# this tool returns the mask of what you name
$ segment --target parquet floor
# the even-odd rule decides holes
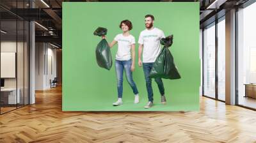
[[[0,142],[256,142],[256,112],[200,98],[200,112],[62,112],[61,88],[0,116]]]

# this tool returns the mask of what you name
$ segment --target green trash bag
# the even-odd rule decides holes
[[[172,45],[173,36],[168,36],[160,41],[164,47],[153,64],[150,77],[151,78],[163,78],[166,79],[179,79],[180,75],[174,64],[173,57],[168,47]]]
[[[102,36],[107,34],[107,29],[98,27],[93,33],[94,35]],[[102,39],[97,45],[96,59],[100,67],[110,70],[112,66],[112,56],[107,40]]]

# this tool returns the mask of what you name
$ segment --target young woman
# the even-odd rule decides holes
[[[121,34],[117,34],[114,40],[109,43],[112,48],[116,43],[118,50],[116,54],[115,69],[117,78],[118,100],[113,103],[114,106],[120,105],[123,103],[123,72],[125,73],[126,79],[132,89],[134,94],[134,103],[139,103],[139,94],[137,86],[132,79],[132,72],[135,69],[135,38],[129,33],[132,29],[132,24],[128,20],[120,22],[120,28],[123,31]],[[102,38],[106,38],[103,36]]]

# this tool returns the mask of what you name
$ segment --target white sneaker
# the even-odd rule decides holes
[[[138,94],[136,94],[134,96],[134,103],[137,104],[139,103],[139,102],[140,102],[140,96]]]
[[[151,102],[148,102],[147,105],[144,107],[144,108],[145,109],[149,109],[151,107],[153,106],[153,103],[152,103]]]
[[[121,105],[123,104],[123,102],[122,102],[122,100],[117,100],[117,102],[113,103],[113,106],[118,106],[118,105]]]

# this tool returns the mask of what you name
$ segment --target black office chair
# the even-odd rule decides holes
[[[51,82],[51,88],[57,87],[57,82],[58,82],[57,77],[54,77],[52,81],[50,80],[50,82]]]

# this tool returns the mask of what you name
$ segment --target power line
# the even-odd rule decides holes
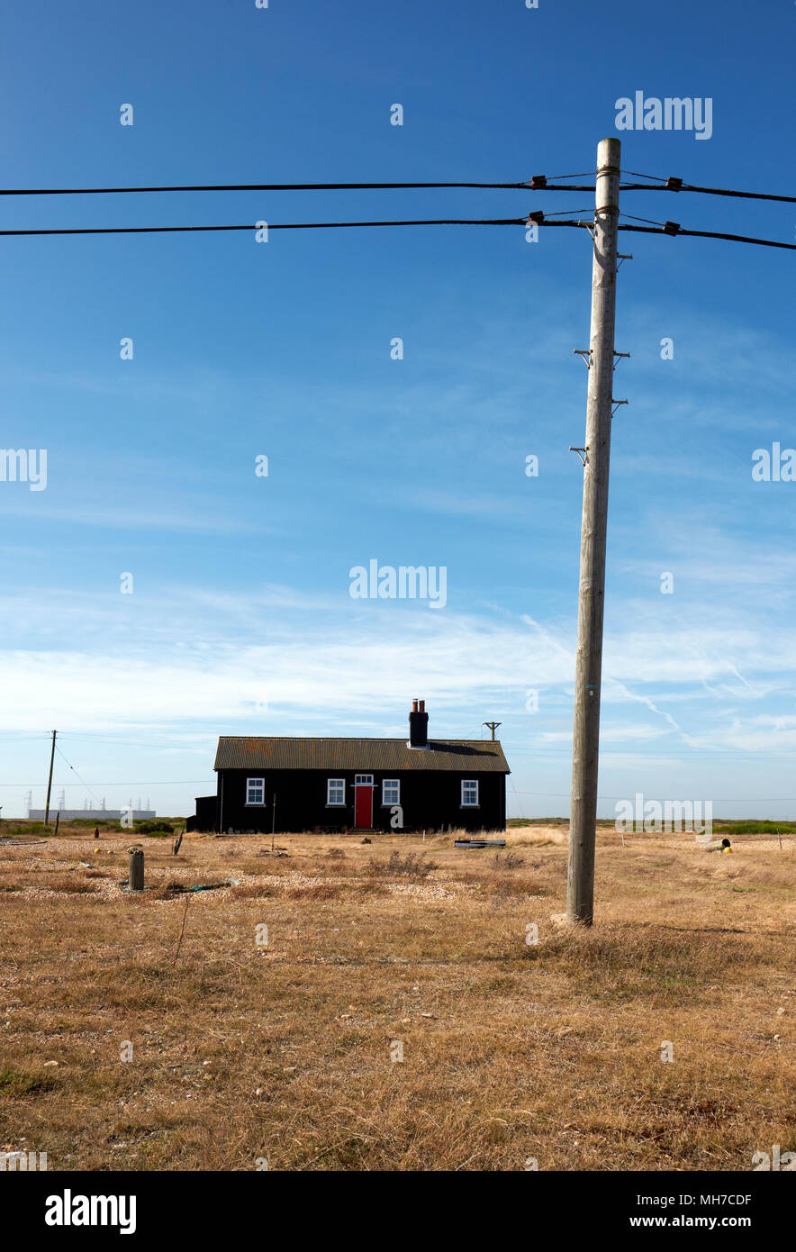
[[[743,200],[775,200],[782,204],[796,204],[796,195],[780,195],[773,192],[741,192],[728,187],[701,187],[686,183],[681,178],[660,174],[638,174],[635,170],[622,170],[633,178],[650,179],[647,183],[622,183],[622,192],[692,192],[700,195],[725,195]],[[592,174],[554,174],[548,182],[547,175],[534,174],[531,179],[514,183],[185,183],[159,187],[14,187],[0,188],[0,195],[134,195],[156,194],[161,192],[378,192],[378,190],[419,190],[443,188],[476,188],[486,190],[519,192],[593,192],[594,184],[559,183],[564,178],[591,178]]]
[[[568,210],[572,212],[572,210]],[[642,218],[638,220],[650,220]],[[274,222],[268,223],[269,230],[329,230],[344,229],[349,227],[577,227],[591,230],[591,222],[553,222],[543,213],[532,213],[527,218],[422,218],[406,220],[384,222]],[[70,228],[36,228],[25,230],[0,230],[0,235],[89,235],[89,234],[180,234],[185,232],[214,232],[214,230],[258,230],[257,223],[247,225],[217,225],[217,227],[70,227]],[[751,243],[763,248],[785,248],[796,252],[796,244],[781,243],[778,239],[760,239],[752,235],[728,234],[718,230],[688,230],[678,222],[665,222],[661,225],[628,225],[620,224],[620,230],[635,230],[641,234],[666,234],[666,235],[691,235],[702,239],[727,239],[732,243]]]
[[[54,742],[55,742],[55,741],[54,741]],[[61,752],[61,750],[60,750],[60,747],[58,746],[58,744],[55,744],[55,751],[58,752],[58,755],[59,755],[59,756],[64,756],[64,754]],[[64,760],[66,761],[66,757],[65,757],[65,756],[64,756]],[[96,803],[99,804],[100,801],[99,801],[99,800],[96,799],[96,796],[94,795],[94,791],[91,790],[91,788],[89,786],[89,784],[88,784],[88,782],[84,782],[84,781],[83,781],[83,779],[81,779],[81,777],[80,777],[80,775],[78,774],[78,771],[76,771],[76,769],[74,767],[74,765],[71,765],[71,764],[70,764],[69,761],[66,761],[66,764],[69,765],[69,769],[70,769],[70,770],[71,770],[71,772],[73,772],[73,774],[75,775],[75,777],[76,777],[76,779],[80,779],[80,782],[81,782],[81,785],[83,785],[83,786],[85,788],[85,790],[86,790],[86,791],[89,793],[89,795],[91,796],[91,799],[96,800]],[[71,785],[73,785],[73,786],[76,786],[76,784],[75,784],[75,782],[73,782]],[[98,784],[98,786],[99,786],[99,785],[101,785],[101,784]]]
[[[69,229],[0,230],[0,235],[34,234],[175,234],[185,230],[334,230],[343,227],[521,227],[526,218],[428,218],[402,222],[268,222],[234,227],[73,227]],[[573,223],[574,224],[574,223]],[[551,225],[559,225],[551,222]]]
[[[579,177],[579,175],[562,175]],[[474,187],[529,190],[524,183],[205,183],[185,187],[24,187],[0,188],[0,195],[126,195],[136,192],[378,192],[414,188]]]
[[[60,749],[59,749],[59,751],[60,751]],[[63,755],[64,754],[61,752],[61,756]],[[66,760],[65,756],[64,756],[64,760]],[[69,761],[66,761],[66,764],[69,765]],[[74,766],[71,766],[71,765],[69,765],[69,767],[70,767],[70,770],[74,769]],[[78,774],[76,770],[74,770],[74,772],[78,775],[78,777],[80,777],[80,775]],[[149,781],[149,782],[119,782],[116,779],[114,779],[111,782],[95,782],[94,786],[123,786],[123,788],[128,788],[128,786],[205,786],[208,782],[212,782],[212,781],[213,781],[213,779],[207,779],[207,777],[204,777],[204,779],[165,779],[165,780],[164,779],[155,779],[154,781]],[[36,782],[0,782],[0,786],[28,786],[28,788],[41,786],[41,779],[39,779]],[[66,786],[83,786],[83,788],[86,789],[86,791],[90,791],[90,794],[94,795],[94,793],[89,788],[88,782],[84,782],[83,779],[80,779],[79,782],[61,782],[61,786],[65,786],[65,788]],[[94,796],[94,799],[96,800],[96,796]]]
[[[627,169],[625,174],[633,172]],[[655,178],[657,174],[636,174],[636,178]],[[775,195],[772,192],[737,192],[728,187],[698,187],[695,183],[683,183],[681,178],[670,177],[658,179],[662,184],[656,187],[652,183],[622,183],[623,192],[696,192],[700,195],[731,195],[741,200],[778,200],[783,204],[796,204],[796,195]]]

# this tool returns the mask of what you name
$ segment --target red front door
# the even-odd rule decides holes
[[[373,776],[367,782],[354,785],[354,826],[357,830],[373,828]]]

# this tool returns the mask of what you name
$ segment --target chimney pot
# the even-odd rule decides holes
[[[424,700],[412,701],[412,712],[409,714],[409,747],[428,747],[428,714],[426,712]]]

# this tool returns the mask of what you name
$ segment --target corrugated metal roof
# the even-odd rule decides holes
[[[406,739],[280,739],[224,735],[217,770],[482,770],[511,774],[496,740],[429,739],[428,749]]]

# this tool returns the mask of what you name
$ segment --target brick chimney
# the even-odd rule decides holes
[[[409,747],[428,747],[428,714],[426,712],[424,700],[412,701]]]

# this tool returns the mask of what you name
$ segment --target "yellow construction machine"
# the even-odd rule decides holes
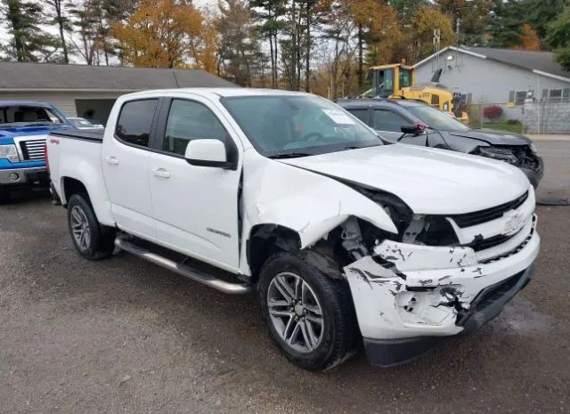
[[[460,96],[454,96],[448,87],[439,83],[441,69],[436,71],[430,82],[419,84],[416,83],[415,68],[403,63],[372,66],[369,70],[372,76],[372,88],[366,91],[363,97],[419,100],[463,122],[468,121]]]

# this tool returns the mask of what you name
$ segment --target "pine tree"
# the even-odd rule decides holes
[[[60,42],[41,28],[44,10],[41,4],[21,0],[2,0],[2,12],[12,37],[2,51],[17,61],[51,61]]]

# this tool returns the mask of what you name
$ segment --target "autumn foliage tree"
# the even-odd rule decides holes
[[[536,30],[528,24],[523,24],[521,28],[522,35],[520,36],[520,45],[513,46],[513,49],[523,51],[540,51],[541,50],[541,39],[536,34]]]
[[[123,60],[136,67],[197,67],[214,72],[213,24],[189,0],[143,0],[125,21],[113,25]]]

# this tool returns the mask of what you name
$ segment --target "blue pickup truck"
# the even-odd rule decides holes
[[[10,200],[16,187],[48,185],[47,134],[69,127],[65,116],[50,103],[0,101],[0,204]]]

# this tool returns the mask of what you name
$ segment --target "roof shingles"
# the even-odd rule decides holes
[[[139,91],[176,87],[231,87],[234,84],[197,69],[0,62],[1,89]]]
[[[543,51],[494,49],[491,47],[466,47],[466,50],[482,54],[493,61],[518,66],[528,70],[541,70],[570,78],[570,72],[563,70],[554,60],[554,53]]]

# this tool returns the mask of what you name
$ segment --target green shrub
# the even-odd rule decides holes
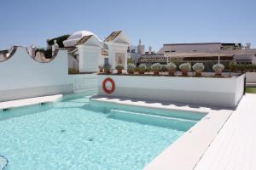
[[[189,71],[191,70],[191,65],[189,63],[183,63],[178,67],[180,70],[187,69]]]
[[[202,63],[195,63],[192,66],[194,71],[203,71],[205,70],[205,65]]]
[[[118,64],[116,66],[115,66],[115,69],[119,70],[119,69],[124,69],[124,65],[121,65],[121,64]]]
[[[168,63],[166,67],[167,67],[167,70],[169,70],[169,69],[176,70],[177,69],[177,65],[172,62]]]
[[[162,65],[160,63],[154,63],[150,67],[153,71],[160,71]]]
[[[217,71],[218,69],[221,69],[222,71],[224,69],[224,65],[223,64],[216,64],[216,65],[213,65],[212,66],[212,70],[213,71]]]
[[[131,71],[135,71],[136,70],[136,65],[132,63],[129,63],[127,65],[127,70]]]
[[[64,48],[63,42],[65,40],[67,40],[69,37],[70,37],[70,35],[67,34],[67,35],[63,35],[63,36],[60,36],[60,37],[57,37],[49,39],[49,40],[47,40],[47,44],[49,46],[52,46],[55,43],[54,41],[56,40],[57,44],[59,45],[59,48]]]
[[[145,64],[140,64],[138,66],[139,71],[144,71],[147,69],[147,65]]]

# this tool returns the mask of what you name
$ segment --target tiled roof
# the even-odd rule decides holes
[[[84,36],[84,37],[82,37],[80,40],[78,41],[77,45],[81,45],[85,43],[85,42],[87,42],[91,37],[92,35]]]
[[[112,32],[108,37],[105,38],[104,42],[111,42],[114,40],[114,38],[116,38],[121,32],[122,31],[117,31]]]
[[[108,56],[108,51],[106,50],[106,49],[102,49],[102,55]]]
[[[173,58],[173,57],[168,57],[168,60],[178,60],[180,59],[181,61],[217,61],[218,60],[218,56],[212,56],[212,57],[183,57],[183,58]],[[233,56],[221,56],[220,60],[222,61],[231,61],[234,60]],[[139,63],[166,63],[167,62],[167,57],[165,56],[157,56],[157,57],[149,57],[149,56],[143,56],[138,59]]]

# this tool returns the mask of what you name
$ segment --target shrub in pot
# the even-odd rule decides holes
[[[193,65],[192,68],[195,72],[195,76],[201,76],[201,72],[203,71],[203,70],[205,70],[205,65],[202,63],[195,63],[195,65]]]
[[[154,72],[154,75],[159,75],[159,72],[161,71],[162,65],[160,63],[154,63],[151,65],[151,69]]]
[[[212,66],[212,69],[215,71],[215,76],[221,76],[222,71],[224,69],[224,65],[222,64],[216,64]]]
[[[118,71],[118,72],[117,72],[118,74],[122,74],[122,71],[123,71],[123,69],[124,69],[124,65],[119,64],[119,65],[117,65],[115,66],[115,69]]]
[[[100,70],[100,72],[103,72],[103,69],[104,69],[104,66],[102,65],[100,65],[98,66],[99,70]]]
[[[133,74],[136,71],[136,65],[132,63],[129,63],[127,65],[127,71],[129,74]]]
[[[174,76],[177,66],[174,63],[170,62],[167,64],[167,71],[168,71],[168,74],[169,76]]]
[[[108,64],[105,64],[104,66],[104,72],[107,73],[107,74],[110,74],[110,68],[111,68],[111,65],[109,65],[108,63]]]
[[[183,76],[188,76],[189,71],[191,70],[191,65],[189,63],[183,63],[179,65],[179,69],[181,70]]]
[[[167,65],[161,65],[161,71],[166,72],[167,71]]]
[[[144,74],[147,69],[147,65],[145,64],[140,64],[138,66],[139,74]]]

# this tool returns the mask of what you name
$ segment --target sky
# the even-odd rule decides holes
[[[137,45],[251,42],[255,0],[1,0],[0,50],[46,47],[46,39],[85,30],[104,39],[122,30]]]

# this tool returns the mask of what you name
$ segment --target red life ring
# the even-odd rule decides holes
[[[106,87],[106,83],[109,82],[111,83],[111,88],[108,89]],[[114,91],[115,88],[115,85],[114,85],[114,82],[112,78],[108,77],[106,78],[103,82],[102,82],[102,88],[104,90],[104,92],[106,92],[107,94],[112,94]]]

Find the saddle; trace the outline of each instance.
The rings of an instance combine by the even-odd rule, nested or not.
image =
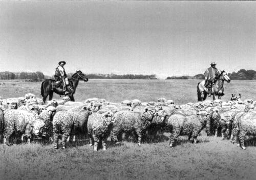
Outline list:
[[[63,81],[62,80],[55,80],[54,83],[53,83],[53,85],[55,88],[62,88],[63,87]]]

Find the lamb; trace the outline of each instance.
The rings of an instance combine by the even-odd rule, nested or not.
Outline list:
[[[243,114],[234,121],[233,127],[234,128],[232,132],[232,135],[236,137],[238,137],[242,148],[246,149],[244,145],[246,136],[250,136],[251,138],[256,138],[256,114],[254,113]]]
[[[142,134],[150,126],[156,110],[145,108],[143,112],[120,111],[115,114],[116,122],[111,132],[111,139],[119,144],[118,137],[122,132],[135,131],[138,135],[138,144],[141,145]]]
[[[139,99],[133,99],[131,101],[131,106],[133,109],[137,106],[141,105],[141,101]]]
[[[229,136],[231,128],[232,123],[237,114],[241,112],[240,110],[232,109],[231,111],[215,112],[211,119],[213,129],[215,132],[215,137],[217,137],[219,130],[221,131],[222,139],[224,139],[224,133]]]
[[[197,142],[197,136],[210,118],[210,114],[206,111],[200,111],[197,115],[176,114],[170,116],[165,122],[166,130],[171,133],[169,146],[174,146],[180,135],[187,135],[189,140]]]
[[[103,114],[94,113],[88,118],[87,128],[90,136],[90,143],[94,144],[95,151],[98,149],[98,143],[102,140],[103,150],[105,150],[106,139],[113,128],[113,123],[115,122],[114,113],[106,112]]]
[[[67,140],[71,134],[86,135],[87,133],[88,117],[91,114],[91,109],[86,106],[79,111],[57,112],[52,122],[54,148],[58,148],[59,135],[62,135],[62,149],[66,148]]]
[[[5,144],[10,145],[13,135],[26,136],[29,139],[32,136],[49,137],[51,130],[47,125],[47,120],[35,113],[25,110],[8,110],[4,116],[4,140]]]

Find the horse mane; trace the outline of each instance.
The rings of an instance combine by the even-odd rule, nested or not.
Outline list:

----------------------------------------

[STATED PROBLEM]
Print each line from the one containing "Find the saddle;" through the last line of the listing, both included, exactly and with no pictures.

[RESULT]
Find the saddle; trace the outline of each instance.
The rings of an instance combine by the even-odd rule, nested or not.
image =
Outline list:
[[[63,81],[62,80],[55,80],[54,83],[53,83],[53,85],[55,88],[62,88],[63,87]]]

Find the lamb; trace the outline of each instance.
The rings of an instance combine by the even-odd rule, nested or not.
Outline list:
[[[243,114],[234,121],[233,127],[234,128],[232,132],[232,135],[236,137],[238,137],[242,148],[246,149],[244,145],[246,136],[250,136],[251,138],[256,138],[256,114],[254,113]]]
[[[142,134],[150,126],[156,110],[145,108],[143,112],[120,111],[115,114],[116,122],[111,132],[111,139],[119,144],[118,137],[122,132],[135,131],[138,135],[138,144],[141,145]]]
[[[139,99],[133,99],[131,101],[131,106],[133,109],[137,106],[141,105],[141,101]]]
[[[229,136],[231,128],[232,123],[237,114],[241,112],[240,110],[232,109],[231,111],[215,112],[211,119],[213,129],[215,132],[215,137],[217,137],[219,130],[221,131],[222,139],[224,139],[224,133]]]
[[[197,142],[197,136],[210,118],[210,114],[206,111],[200,111],[197,115],[176,114],[170,116],[165,122],[166,130],[171,133],[169,146],[174,146],[180,135],[187,135],[189,140]]]
[[[103,114],[94,113],[88,118],[87,128],[90,136],[90,143],[94,144],[95,151],[98,149],[98,143],[102,140],[103,150],[105,150],[106,139],[113,128],[113,123],[115,122],[114,113],[106,112]]]
[[[67,140],[71,134],[86,135],[87,133],[88,117],[91,114],[91,109],[86,106],[79,111],[57,112],[52,122],[54,148],[58,148],[59,135],[62,135],[62,149],[66,148]]]
[[[5,144],[10,145],[13,135],[26,136],[29,139],[32,136],[49,137],[51,130],[47,125],[47,120],[35,113],[25,110],[8,110],[4,116],[4,140]]]

Find the horse mane; trace the outline of each instance.
The rings of an instance combine by the even-odd rule, nested or not.
Outline list:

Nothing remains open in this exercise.